Kurze Aufgabe:
Erkläre in ein bis drei Sätzen anhand des Auszugs, weshalb der Kläger die Rente eines Erwerbsunfähigen und eine Pflegezulage der Stufe I nach dem Bundesversorgungsgesetz bezieht.

Auszug:
★ ★ ★

Verfahrensgang

LSG Nordrhein-Westfalen (Urteil vom 20.04.1972; Aktenzeichen L 4 I 100/71)

 

Tenor

Auf die Revision des Beklagten wird das Urteil des Landessozialgerichts für das Land Nordrhein-Westfalen vom 20. April 1972 aufgehoben.

Die Sache wird zur erneuten Verhandlung und Entscheidung an das Landessozialgericht zurückverwiesen.

 

Tatbestand

I

Der jetzt 47 Jahre alte Kläger bezieht wegen erheblicher Schädigungsfolgen – insbesondere Verlust des rechten Beines, ausgedehnte Narben am linken Gesäß, linken Bein und linken Fuß und sonstige Beeinträchtigungen des linken Fußes – die Rente eines Erwerbsunfähigen und Pflegezulage der Stufe I nach dem Bundesversorgungsgesetz (BVG). Er besuchte acht Jahre die Volksschule und zwei Jahre eine kaufmännische Berufsschule (Handelsschule); sodann war er bis Oktober 1942 als kaufmännischer Lehrling tätig. Nach dem Kriege arbeitete der Kläger einige Jahre als Verbandssekretär, war dann Lohnbuchhalter, danach Personal- und Betriebsleiter einer Schirmfabrik, sodann kaufmännischer Leiter einer Bauunternehmung und anschließend Leiter des Ein- und Verkaufs mit Handlungsvollmacht bei einer Baustoffgroßhandlung. Zuletzt war er über 1 Jahr Abteilungsleiter bei der Baustoffgroßhandlung G. in Übach-Palenberg. Er erzielte in den letzten Jahren (1964 bis 1966) vor der Aufgabe seiner Angestelltentätigkeit ein Jahreseinkommen von rund 20.000,– DM.

★ ★ ★

Extrahiertes Material:
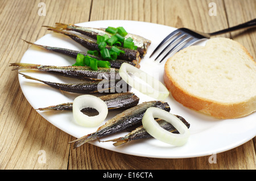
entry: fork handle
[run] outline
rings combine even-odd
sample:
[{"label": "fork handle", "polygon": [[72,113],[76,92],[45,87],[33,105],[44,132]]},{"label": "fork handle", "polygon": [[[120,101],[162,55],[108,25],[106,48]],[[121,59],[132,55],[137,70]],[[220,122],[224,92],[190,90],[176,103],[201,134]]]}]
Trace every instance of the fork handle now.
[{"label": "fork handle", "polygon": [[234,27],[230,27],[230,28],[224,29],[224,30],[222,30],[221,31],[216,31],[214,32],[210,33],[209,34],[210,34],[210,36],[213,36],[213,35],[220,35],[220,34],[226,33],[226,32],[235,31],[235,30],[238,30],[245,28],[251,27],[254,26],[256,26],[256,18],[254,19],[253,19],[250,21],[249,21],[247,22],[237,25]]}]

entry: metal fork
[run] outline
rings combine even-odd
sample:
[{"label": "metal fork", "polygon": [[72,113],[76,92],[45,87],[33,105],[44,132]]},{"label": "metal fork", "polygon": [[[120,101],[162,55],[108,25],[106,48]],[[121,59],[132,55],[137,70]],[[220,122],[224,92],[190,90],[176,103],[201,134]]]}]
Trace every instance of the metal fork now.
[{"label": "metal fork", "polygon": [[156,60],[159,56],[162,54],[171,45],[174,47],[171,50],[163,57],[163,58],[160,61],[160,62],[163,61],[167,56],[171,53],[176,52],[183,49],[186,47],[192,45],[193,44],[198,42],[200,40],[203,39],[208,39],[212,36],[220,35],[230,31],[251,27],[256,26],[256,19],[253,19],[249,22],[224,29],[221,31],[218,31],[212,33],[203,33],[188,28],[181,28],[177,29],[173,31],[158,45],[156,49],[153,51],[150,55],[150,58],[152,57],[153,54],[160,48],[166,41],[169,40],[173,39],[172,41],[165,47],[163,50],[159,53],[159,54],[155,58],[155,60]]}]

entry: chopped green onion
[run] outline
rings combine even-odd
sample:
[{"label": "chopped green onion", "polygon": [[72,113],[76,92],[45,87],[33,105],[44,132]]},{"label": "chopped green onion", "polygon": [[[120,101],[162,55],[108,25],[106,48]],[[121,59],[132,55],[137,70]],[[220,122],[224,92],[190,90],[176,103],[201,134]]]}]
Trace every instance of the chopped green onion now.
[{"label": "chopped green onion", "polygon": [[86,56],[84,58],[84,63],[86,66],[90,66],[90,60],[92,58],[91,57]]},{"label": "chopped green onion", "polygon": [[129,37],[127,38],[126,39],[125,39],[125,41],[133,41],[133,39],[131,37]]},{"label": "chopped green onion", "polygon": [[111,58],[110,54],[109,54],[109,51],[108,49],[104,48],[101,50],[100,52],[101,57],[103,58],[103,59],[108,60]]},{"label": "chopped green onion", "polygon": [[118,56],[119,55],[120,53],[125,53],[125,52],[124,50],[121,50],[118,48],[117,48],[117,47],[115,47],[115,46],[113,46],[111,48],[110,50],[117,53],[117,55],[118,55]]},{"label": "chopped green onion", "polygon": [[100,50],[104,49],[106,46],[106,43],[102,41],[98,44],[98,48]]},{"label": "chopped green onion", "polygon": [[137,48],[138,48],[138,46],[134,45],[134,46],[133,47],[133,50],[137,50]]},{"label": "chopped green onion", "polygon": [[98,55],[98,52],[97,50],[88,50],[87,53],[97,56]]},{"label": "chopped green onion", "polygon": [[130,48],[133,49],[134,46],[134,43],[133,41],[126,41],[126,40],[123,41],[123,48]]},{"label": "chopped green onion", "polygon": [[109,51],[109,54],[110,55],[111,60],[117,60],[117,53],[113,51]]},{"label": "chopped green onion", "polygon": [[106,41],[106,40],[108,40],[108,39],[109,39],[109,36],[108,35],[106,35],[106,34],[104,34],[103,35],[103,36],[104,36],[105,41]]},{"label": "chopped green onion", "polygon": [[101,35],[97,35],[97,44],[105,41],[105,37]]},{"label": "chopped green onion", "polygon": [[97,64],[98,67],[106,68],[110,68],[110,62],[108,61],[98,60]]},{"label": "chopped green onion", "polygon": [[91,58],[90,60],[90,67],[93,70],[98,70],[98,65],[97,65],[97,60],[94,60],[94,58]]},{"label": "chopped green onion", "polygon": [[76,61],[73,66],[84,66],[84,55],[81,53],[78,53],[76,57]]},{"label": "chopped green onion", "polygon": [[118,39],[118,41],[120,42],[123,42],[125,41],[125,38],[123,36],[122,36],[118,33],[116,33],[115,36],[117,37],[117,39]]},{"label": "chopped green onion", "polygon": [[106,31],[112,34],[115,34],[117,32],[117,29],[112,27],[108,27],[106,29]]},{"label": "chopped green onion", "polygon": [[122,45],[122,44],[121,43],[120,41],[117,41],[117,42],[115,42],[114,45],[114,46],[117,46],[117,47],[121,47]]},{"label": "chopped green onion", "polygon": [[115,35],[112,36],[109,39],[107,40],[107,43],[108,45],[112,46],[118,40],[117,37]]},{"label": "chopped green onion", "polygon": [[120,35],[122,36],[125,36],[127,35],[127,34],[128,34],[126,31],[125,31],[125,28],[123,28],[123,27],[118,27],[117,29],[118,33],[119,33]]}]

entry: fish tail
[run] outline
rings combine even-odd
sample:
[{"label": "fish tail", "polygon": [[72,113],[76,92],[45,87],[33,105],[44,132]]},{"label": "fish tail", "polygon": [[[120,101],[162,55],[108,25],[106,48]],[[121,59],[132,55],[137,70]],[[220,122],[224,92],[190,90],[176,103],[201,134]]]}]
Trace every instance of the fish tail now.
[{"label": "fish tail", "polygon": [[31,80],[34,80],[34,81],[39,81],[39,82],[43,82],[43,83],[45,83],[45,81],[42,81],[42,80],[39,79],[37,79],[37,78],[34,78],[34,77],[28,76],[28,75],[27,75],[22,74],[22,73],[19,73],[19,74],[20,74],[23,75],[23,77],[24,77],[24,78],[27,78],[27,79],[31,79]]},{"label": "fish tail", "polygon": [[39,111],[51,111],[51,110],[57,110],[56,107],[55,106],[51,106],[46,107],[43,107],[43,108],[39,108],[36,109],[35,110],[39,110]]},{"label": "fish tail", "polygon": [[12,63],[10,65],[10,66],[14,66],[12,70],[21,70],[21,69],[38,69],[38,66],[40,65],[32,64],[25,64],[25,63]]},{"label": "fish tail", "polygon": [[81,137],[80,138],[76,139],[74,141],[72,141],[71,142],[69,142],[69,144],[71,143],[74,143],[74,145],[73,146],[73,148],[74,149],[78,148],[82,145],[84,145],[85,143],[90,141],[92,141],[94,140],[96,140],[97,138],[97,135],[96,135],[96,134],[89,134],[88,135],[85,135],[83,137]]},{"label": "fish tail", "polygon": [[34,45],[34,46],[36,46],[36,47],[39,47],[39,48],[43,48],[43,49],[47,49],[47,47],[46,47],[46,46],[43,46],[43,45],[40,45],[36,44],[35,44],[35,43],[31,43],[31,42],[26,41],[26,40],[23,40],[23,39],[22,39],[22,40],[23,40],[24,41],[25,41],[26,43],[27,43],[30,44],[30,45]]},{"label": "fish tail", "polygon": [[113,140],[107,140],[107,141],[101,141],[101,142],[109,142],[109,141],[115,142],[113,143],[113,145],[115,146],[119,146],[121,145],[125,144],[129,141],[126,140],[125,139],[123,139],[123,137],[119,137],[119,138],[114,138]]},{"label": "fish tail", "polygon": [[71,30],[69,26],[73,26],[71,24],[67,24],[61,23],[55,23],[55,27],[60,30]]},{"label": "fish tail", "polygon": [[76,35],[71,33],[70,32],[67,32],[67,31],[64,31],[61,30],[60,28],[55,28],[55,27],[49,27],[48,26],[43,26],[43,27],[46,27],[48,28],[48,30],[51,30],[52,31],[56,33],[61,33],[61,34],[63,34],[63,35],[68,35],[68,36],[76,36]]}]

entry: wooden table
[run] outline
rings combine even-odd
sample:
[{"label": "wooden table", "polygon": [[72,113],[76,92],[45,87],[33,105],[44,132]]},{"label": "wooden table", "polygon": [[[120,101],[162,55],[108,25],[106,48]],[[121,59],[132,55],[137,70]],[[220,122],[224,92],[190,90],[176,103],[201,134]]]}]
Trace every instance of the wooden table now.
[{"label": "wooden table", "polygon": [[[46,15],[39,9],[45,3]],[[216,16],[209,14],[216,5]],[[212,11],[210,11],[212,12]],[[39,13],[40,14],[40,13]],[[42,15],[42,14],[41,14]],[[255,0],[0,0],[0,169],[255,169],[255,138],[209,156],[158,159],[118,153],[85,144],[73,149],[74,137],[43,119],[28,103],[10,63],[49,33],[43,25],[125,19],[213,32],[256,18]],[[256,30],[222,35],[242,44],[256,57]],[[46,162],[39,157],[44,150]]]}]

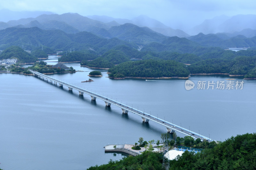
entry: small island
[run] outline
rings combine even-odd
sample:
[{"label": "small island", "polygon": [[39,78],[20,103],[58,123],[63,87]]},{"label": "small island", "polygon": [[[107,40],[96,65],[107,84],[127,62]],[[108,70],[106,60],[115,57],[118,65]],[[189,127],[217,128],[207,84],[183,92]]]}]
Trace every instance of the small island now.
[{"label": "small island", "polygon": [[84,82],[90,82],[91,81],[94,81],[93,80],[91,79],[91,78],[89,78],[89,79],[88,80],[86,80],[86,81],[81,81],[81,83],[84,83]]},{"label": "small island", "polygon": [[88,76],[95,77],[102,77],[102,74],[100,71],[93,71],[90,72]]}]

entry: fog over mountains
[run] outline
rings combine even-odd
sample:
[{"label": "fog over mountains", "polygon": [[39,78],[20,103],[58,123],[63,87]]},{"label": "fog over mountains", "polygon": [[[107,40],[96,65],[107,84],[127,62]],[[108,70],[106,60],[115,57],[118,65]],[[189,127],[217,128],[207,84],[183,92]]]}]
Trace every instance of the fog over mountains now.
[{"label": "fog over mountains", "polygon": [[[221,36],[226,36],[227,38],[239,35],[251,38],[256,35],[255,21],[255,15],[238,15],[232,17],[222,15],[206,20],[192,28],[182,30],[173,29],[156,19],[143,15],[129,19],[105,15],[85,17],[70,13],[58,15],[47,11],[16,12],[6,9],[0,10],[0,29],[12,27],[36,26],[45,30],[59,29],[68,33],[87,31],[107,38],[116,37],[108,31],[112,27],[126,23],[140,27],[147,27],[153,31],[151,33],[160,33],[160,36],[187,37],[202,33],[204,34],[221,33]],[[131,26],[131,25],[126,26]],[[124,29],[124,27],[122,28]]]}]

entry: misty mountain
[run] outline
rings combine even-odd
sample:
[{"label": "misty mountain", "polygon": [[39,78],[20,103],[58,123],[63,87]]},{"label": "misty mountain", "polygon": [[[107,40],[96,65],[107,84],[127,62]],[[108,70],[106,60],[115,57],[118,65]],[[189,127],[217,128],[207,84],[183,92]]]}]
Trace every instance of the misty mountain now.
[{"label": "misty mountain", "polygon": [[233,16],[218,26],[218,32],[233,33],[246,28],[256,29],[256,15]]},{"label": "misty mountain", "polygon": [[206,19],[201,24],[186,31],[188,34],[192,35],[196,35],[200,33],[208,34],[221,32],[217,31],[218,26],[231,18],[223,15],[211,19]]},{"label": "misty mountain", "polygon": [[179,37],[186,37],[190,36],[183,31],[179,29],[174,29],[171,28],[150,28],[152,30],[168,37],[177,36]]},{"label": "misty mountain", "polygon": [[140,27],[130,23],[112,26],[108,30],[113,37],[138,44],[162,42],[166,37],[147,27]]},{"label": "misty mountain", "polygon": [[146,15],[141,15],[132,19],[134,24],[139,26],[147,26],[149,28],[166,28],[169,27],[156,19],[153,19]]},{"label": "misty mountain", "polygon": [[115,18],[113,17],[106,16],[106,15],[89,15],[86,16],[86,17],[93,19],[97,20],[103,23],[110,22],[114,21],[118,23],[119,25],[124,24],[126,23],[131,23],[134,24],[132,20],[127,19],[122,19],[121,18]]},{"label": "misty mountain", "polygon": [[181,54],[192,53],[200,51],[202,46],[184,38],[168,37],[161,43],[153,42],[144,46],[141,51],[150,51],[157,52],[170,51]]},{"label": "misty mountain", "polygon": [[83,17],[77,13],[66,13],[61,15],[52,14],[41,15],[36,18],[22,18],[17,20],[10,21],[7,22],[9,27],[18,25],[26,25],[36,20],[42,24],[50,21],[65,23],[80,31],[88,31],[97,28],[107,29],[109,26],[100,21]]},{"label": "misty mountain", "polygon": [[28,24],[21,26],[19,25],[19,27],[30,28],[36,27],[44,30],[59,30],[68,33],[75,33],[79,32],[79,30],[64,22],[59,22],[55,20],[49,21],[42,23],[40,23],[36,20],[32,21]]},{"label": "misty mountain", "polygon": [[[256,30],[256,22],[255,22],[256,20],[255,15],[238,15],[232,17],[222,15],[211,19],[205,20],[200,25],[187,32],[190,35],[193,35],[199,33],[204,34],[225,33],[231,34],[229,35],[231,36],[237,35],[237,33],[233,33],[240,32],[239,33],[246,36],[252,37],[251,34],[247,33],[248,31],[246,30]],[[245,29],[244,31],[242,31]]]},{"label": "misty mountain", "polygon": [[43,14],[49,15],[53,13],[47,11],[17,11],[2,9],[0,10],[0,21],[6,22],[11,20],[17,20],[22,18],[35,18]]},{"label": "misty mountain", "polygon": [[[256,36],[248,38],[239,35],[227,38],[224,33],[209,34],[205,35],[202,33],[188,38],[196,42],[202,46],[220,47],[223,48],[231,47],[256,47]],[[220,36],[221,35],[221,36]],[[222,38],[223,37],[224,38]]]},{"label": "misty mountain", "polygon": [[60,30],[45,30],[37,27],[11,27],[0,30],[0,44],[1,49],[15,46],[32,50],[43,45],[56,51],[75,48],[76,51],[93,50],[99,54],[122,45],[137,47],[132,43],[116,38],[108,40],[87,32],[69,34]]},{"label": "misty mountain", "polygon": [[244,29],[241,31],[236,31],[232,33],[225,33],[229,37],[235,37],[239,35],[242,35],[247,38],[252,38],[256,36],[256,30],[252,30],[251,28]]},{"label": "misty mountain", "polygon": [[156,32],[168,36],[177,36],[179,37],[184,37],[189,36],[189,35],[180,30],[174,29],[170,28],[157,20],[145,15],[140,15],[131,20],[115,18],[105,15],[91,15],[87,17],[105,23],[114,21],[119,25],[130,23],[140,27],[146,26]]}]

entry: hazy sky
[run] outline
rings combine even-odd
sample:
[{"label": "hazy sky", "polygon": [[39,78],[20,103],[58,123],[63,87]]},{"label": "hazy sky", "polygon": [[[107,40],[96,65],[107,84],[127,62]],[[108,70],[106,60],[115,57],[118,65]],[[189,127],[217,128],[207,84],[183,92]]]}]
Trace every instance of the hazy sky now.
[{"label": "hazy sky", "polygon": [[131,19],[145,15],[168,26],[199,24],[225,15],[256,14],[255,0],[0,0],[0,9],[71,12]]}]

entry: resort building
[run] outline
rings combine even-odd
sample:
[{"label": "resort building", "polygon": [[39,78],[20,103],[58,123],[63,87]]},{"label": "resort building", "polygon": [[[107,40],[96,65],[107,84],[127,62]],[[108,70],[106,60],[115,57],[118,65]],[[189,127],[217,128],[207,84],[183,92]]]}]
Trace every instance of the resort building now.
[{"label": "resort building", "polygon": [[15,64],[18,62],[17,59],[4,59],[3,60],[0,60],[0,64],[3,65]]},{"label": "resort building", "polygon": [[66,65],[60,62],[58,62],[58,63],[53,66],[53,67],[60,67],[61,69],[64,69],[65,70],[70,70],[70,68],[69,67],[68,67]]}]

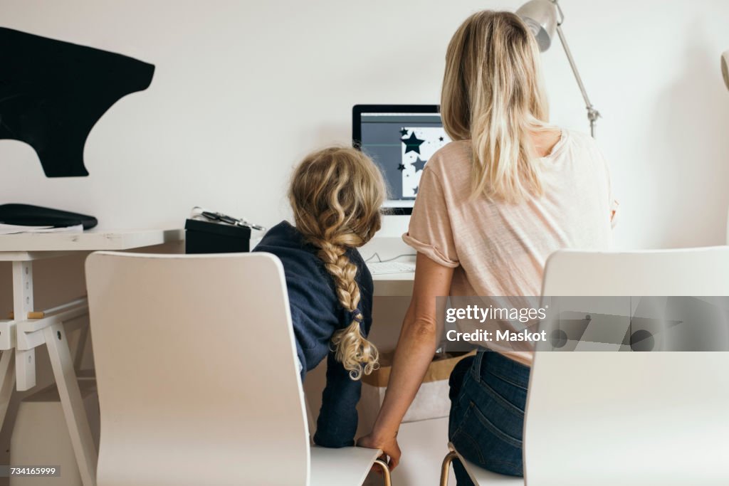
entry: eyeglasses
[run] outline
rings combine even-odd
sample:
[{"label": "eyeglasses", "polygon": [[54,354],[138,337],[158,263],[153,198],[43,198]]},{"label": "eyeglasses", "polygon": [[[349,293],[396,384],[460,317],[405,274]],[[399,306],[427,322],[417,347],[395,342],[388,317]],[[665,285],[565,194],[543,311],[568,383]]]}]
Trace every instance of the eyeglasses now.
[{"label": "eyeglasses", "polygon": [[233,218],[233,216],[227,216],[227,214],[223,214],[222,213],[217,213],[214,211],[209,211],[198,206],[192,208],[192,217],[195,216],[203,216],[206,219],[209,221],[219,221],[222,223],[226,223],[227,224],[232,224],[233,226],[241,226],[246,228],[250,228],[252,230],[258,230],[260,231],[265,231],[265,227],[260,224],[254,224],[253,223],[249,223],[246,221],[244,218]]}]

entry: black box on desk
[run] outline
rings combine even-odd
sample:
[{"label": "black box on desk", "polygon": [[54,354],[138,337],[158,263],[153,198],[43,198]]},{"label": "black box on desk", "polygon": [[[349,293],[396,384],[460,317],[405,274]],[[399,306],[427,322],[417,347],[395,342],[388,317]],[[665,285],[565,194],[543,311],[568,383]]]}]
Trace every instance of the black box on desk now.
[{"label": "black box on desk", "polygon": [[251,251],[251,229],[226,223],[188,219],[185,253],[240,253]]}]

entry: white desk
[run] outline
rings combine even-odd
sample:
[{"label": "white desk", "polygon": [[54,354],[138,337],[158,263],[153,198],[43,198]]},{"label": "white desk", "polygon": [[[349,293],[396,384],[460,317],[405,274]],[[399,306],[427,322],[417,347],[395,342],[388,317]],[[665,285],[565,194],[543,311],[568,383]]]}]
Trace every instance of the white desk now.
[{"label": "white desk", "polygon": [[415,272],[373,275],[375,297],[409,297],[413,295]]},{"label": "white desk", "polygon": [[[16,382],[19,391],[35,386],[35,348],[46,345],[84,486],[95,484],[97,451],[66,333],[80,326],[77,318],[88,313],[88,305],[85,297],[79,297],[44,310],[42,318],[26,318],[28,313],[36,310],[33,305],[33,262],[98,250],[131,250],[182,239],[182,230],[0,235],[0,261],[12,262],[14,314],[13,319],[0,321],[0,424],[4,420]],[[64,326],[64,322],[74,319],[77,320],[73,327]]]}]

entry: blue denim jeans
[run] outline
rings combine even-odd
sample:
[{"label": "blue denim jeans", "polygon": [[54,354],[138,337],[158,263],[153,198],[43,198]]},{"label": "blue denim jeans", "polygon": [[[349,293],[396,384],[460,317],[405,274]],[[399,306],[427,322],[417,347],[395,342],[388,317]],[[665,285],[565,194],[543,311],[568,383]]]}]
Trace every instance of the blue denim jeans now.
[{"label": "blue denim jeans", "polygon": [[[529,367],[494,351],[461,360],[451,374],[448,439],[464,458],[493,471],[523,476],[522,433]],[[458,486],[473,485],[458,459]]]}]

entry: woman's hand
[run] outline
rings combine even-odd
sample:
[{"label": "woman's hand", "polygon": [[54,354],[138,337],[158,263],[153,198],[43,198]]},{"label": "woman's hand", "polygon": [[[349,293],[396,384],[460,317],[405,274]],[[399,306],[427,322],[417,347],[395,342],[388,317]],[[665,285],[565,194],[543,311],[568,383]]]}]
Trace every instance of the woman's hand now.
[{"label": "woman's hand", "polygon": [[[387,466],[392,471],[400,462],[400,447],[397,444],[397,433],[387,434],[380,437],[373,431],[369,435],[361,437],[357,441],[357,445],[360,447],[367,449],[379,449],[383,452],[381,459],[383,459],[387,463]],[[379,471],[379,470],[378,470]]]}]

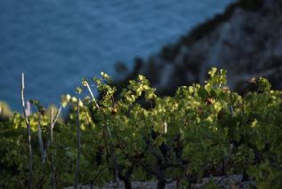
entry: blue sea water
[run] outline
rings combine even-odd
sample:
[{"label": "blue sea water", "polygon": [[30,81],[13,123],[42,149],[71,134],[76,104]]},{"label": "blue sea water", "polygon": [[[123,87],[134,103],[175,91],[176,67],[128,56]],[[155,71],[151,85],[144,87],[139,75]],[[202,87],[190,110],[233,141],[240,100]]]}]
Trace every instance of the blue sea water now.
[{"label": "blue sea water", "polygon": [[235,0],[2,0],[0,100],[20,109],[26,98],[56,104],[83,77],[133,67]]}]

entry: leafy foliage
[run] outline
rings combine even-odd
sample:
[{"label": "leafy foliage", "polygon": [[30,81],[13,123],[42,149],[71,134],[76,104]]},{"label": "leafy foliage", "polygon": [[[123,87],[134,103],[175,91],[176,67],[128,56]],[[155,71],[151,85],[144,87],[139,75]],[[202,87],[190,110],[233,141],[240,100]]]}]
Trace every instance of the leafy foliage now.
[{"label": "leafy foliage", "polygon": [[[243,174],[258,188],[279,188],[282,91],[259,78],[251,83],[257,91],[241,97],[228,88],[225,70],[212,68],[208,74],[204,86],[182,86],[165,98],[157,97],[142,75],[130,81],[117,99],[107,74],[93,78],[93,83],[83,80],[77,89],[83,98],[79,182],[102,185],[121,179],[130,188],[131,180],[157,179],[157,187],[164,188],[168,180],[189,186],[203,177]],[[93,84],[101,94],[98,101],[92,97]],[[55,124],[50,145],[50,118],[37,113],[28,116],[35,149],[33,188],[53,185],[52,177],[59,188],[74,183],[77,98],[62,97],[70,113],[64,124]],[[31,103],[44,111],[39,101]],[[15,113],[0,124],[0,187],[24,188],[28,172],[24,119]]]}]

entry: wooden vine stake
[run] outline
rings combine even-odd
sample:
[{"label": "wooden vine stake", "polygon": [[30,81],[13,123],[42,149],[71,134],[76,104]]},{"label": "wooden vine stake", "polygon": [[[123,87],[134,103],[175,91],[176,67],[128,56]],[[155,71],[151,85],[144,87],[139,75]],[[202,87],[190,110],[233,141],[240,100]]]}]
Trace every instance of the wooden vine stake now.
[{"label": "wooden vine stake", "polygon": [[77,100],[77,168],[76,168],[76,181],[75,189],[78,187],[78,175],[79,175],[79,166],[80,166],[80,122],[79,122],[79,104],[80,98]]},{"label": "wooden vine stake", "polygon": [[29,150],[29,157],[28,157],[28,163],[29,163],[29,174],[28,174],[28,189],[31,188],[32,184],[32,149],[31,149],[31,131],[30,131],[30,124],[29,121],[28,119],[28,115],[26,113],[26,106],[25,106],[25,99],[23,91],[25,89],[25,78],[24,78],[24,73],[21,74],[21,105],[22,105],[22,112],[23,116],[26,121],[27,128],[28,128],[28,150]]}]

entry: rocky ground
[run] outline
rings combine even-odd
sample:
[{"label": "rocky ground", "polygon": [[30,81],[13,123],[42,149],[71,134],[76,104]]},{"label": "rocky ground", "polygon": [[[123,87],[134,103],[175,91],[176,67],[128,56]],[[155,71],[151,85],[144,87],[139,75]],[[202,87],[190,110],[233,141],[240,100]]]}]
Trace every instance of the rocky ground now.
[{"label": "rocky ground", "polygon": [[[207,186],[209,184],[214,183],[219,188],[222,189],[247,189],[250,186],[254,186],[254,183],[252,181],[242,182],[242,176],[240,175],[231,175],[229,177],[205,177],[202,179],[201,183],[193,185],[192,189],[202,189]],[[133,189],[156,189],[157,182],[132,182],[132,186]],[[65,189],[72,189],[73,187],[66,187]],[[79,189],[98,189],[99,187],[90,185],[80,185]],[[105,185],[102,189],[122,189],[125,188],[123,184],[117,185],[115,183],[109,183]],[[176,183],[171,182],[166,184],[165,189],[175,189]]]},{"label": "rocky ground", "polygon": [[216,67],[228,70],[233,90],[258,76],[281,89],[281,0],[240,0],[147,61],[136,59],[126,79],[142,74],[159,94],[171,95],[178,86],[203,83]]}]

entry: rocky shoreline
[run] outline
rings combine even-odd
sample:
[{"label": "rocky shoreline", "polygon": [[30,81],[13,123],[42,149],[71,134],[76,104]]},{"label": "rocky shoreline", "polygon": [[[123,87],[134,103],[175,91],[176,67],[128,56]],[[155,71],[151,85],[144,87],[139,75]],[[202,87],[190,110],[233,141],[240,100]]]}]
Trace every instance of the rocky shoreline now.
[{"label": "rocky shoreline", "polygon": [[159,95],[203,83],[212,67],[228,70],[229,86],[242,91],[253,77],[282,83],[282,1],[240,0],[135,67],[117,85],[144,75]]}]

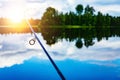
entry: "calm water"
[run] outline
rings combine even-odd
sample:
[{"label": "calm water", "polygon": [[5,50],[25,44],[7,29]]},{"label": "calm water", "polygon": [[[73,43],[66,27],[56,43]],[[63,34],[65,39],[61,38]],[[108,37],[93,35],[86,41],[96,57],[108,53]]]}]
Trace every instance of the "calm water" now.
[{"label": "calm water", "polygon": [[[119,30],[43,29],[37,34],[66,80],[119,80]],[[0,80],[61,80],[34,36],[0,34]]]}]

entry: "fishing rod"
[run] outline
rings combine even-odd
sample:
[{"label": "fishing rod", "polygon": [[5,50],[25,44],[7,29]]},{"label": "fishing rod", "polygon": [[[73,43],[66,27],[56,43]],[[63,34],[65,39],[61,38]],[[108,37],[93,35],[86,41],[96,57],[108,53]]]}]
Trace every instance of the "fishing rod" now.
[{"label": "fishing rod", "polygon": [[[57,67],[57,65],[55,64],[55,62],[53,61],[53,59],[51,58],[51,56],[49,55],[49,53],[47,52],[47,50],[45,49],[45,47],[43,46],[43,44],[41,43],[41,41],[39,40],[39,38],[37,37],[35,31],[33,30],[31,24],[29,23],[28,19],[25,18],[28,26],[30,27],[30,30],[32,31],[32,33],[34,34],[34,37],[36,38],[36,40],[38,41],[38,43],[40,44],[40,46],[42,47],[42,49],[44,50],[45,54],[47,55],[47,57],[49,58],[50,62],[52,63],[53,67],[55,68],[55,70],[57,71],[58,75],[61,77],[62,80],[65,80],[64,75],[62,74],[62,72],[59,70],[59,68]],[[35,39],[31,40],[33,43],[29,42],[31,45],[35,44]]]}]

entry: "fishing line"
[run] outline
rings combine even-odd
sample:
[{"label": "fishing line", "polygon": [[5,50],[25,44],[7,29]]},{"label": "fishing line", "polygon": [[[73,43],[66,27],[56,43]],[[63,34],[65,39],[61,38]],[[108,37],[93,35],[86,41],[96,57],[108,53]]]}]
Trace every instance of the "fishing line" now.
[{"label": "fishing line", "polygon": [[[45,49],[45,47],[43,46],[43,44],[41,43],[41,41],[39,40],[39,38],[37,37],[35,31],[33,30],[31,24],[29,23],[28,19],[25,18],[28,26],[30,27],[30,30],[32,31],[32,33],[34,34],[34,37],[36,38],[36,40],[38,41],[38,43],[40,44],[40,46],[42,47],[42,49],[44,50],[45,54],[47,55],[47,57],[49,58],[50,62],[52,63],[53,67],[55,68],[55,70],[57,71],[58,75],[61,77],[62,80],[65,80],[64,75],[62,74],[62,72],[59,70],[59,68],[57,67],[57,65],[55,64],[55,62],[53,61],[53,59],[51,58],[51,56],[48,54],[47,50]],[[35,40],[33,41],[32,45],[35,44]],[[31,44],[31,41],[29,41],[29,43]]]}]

★ ★ ★

Lösung unten:
Der Kläger erhält beide Leistungen wegen erheblicher Schädigungsfolgen. Dazu gehören insbesondere der Verlust des rechten Beines, ausgedehnte Narben am linken Gesäß, am linken Bein und am linken Fuß sowie sonstige Beeinträchtigungen des linken Fußes.